REQUIREMENT: Go through the records below and write each one out again unchanged.

Point localization data:

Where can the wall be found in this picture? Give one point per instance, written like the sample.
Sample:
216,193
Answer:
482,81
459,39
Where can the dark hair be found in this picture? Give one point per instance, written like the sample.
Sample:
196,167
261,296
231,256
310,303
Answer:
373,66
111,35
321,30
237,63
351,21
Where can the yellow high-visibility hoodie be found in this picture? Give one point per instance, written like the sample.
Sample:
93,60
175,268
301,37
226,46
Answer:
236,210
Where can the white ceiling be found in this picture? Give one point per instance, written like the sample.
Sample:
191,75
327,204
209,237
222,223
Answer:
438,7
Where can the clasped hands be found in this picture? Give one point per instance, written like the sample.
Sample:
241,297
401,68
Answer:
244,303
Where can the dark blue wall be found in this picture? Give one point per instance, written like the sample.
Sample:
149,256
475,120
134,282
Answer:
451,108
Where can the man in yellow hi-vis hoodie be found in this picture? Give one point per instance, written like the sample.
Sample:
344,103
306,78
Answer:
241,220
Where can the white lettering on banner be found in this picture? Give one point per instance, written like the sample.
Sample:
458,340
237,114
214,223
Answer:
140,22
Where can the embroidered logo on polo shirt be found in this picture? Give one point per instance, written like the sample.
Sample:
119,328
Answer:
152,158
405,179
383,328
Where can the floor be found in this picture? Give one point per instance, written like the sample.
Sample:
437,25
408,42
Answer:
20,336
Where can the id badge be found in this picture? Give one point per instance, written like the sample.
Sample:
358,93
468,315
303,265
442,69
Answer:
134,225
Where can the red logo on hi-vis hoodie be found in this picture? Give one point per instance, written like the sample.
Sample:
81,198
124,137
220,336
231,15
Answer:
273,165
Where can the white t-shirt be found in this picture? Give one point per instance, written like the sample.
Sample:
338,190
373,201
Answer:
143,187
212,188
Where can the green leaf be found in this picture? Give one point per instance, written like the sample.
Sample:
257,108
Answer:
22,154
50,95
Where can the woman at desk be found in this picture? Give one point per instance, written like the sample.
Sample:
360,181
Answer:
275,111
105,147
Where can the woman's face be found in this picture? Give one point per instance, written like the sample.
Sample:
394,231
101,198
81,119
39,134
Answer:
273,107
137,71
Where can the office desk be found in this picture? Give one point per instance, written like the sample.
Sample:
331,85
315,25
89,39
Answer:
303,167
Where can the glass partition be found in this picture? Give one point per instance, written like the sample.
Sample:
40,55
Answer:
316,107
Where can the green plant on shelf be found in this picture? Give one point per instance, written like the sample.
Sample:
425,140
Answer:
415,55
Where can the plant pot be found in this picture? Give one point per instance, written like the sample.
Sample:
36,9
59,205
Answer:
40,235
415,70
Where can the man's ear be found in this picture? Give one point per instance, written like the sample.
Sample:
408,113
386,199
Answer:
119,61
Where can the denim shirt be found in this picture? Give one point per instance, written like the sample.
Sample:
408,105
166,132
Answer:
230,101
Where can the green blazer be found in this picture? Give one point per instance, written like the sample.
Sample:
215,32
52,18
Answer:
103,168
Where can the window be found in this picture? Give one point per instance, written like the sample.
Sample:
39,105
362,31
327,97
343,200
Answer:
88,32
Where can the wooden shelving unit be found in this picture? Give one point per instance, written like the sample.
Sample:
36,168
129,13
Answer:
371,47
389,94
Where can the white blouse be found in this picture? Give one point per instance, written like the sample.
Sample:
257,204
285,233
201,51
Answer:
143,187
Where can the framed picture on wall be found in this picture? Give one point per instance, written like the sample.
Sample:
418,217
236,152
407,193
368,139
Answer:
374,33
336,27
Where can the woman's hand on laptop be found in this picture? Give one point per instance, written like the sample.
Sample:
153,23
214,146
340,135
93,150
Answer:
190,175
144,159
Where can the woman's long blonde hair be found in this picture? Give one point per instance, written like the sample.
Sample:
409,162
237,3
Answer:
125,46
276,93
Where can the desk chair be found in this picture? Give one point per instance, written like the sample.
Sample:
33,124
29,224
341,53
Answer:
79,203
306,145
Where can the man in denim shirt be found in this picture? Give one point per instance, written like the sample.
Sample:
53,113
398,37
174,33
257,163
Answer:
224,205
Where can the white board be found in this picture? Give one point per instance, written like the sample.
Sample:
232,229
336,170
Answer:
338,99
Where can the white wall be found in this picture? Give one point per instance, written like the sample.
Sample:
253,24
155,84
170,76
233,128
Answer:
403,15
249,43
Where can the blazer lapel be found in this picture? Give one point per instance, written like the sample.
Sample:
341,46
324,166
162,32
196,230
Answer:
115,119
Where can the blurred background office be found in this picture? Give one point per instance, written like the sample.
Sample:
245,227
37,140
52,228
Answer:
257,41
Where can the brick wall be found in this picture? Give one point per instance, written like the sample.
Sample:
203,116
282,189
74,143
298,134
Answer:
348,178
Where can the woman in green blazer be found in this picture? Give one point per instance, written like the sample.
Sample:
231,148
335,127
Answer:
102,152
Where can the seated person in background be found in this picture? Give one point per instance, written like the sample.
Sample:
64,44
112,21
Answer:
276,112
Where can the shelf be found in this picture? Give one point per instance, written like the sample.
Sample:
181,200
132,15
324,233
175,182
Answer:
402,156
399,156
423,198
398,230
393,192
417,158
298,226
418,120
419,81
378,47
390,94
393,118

RESPONSE TO THE TASK:
Where can the wall be found in this picture? Give one point per instance, written like the sample.
Sample:
216,193
Answer:
482,81
459,39
Where can the dark hair be found in this picture? Give one point per instance, written like the sample.
Sample:
196,167
261,296
231,256
310,303
Answer:
373,66
111,35
321,30
237,63
351,21
Where can the yellow high-visibility hoodie be found in this picture? Give one point per instance, written like the sample.
Sample:
93,60
175,268
301,37
226,46
Answer:
236,210
Where can the white ceiling be found in this picture? Give one point per instance, written like the sample.
Sample:
191,75
327,204
209,237
222,223
Answer:
438,7
Where can the clasped hands be found in this picture? Give one point per instance, written like the sample.
Sample:
241,297
401,68
Answer:
244,303
Where can the dark blue wall be found in this picture? Give one point per instance, written like the sample.
Sample:
149,256
475,120
134,282
Answer:
451,108
Where can the man in yellow hi-vis hoodie be found in this picture? Give one point per instance, written like the sample.
Sample:
344,103
306,78
Answer:
241,220
Where can the white lettering on banner be found in this picture? Give one point per instance, written like the sample.
Sample:
458,340
237,114
214,223
Answer:
140,22
Where can the embroidered logo on polo shirt be found in this picture? Give one point per instance, written like the sample.
Sample:
119,328
Answer:
152,158
405,179
383,328
Where can the floor be found in this picture? Give one point per instance, written like the sample.
Sample:
437,25
408,42
Answer:
20,336
Where can the id badge be found in this picture? Give one point per instance, written like the sample.
Sample:
358,93
468,315
303,265
442,69
Answer:
134,225
Where can the red logo on hi-vis hoodie be found in this picture? Give one point per instance, written like the sample.
Sample:
81,198
124,137
220,336
231,15
Answer:
273,165
Where can the white t-shirt be found in this picture? Give one point per instance, written like the sample.
Sample:
338,190
373,201
Answer:
143,187
212,188
Where can the green leaf be found in this picture? Give one point per instance, written like the sample.
Sample:
257,108
Answer:
22,154
50,95
Where can the woman at desk be found in this picture? Give one point per instance, written like the sample.
Sample:
360,181
Answer:
275,111
105,147
Where can the woman's face be found in this picture? Give one point per instance, written like the sample.
Sample:
394,231
101,198
81,119
39,134
Answer:
273,107
137,71
Where can the office desk be found in this picture? Give one point per instance, written like the sample.
Sample:
331,85
315,25
89,39
Answer:
303,167
Where can the glass partition be found in this picture? Give one point per instance, written like the sample.
Sample:
40,55
Answer:
316,107
Where can the green plant on shelf be found in this picture? Give one point per instance, written like the sample.
Sample:
425,140
Answer:
415,55
Where can the plant pot be found in this picture? Give one point per instance, written like the sample.
Sample:
36,9
59,205
Answer:
40,235
415,70
Where can the man's ear be found in this picture? Give one point per instance, written like the sample.
Sample:
408,113
386,199
Answer:
119,61
Where can the denim shirt be found in this picture? Give one point per instance, written like the sample.
Sample:
408,105
166,132
Answer:
230,101
Where can the green blazer be found in this picture? Give one point per instance, written like the sample.
Sample:
215,32
52,18
Answer:
103,168
Where can the window be found in this picture? Give one point per instance, written like the sample.
Sample:
39,105
362,31
327,97
343,200
Answer:
88,32
Where can the wooden shelving unit be found in this picture? Give one point per instance, written like the sample.
Sample:
36,168
129,13
Answer:
371,47
389,94
Where can the white blouse be found in this picture? Give one point per instance, written like the sample.
Sample:
257,204
285,233
201,51
Answer:
143,187
Where can the framed picture on wall be found in this picture? Give one point per instance, written like the sample.
Sample:
418,217
236,152
407,193
368,139
Answer:
374,33
336,27
Where can the woman's hand on laptop be found in this picture? Give one point per instance, written like the sample.
Sample:
153,23
214,146
340,135
93,150
Answer:
190,175
144,159
Where can the woman's long blonde hair be found in this picture? Give one point per instance, written like the sample.
Sample:
409,162
237,3
Answer:
125,46
276,93
Where can the desk chair be found in this picture? Give one point per instance, written like the sample.
Sample:
33,124
29,224
341,53
Answer:
79,203
306,145
Where can the man in denim shirt be found in this picture? Give one point per instance, written like the sample.
Sample:
53,113
398,37
174,33
257,163
Answer:
224,205
Where can the white board be found in this picture? Give one point per instance, written like the sample.
Sample:
232,229
336,170
Answer:
338,99
Where can the white wall be found in this picture? Give one point per instance, written like the sample.
Sample:
253,24
155,84
170,76
233,128
Answer:
403,15
249,43
Where can the blazer lapel be found in this picture? Give one point per instance, written like the sample.
Sample:
341,46
324,166
162,32
196,230
Answer:
115,119
Where can the blurred background office be found in this picture? Give one point per instance, written like the sample.
Sample:
245,227
37,140
52,228
Answer:
257,41
Where can the brick wall be found in this picture? Give one point per instance, written like the sample.
Sample:
203,116
282,189
74,143
298,134
Answer:
348,178
Where can the woman in green blazer be found in this picture? Give one point per instance, written like the sample.
Sample:
231,148
335,127
Answer:
102,152
Where can the seated person in background be found in this picture? Give one point per instance, written like the sample.
Sample:
64,44
112,21
Answer:
276,112
Where can the shelf be found in this picture? Give one point per instance, written like the sample.
Sample:
181,200
132,15
324,233
175,182
Answer:
402,156
399,156
423,198
398,230
393,192
417,158
298,226
418,120
419,81
378,47
390,94
393,118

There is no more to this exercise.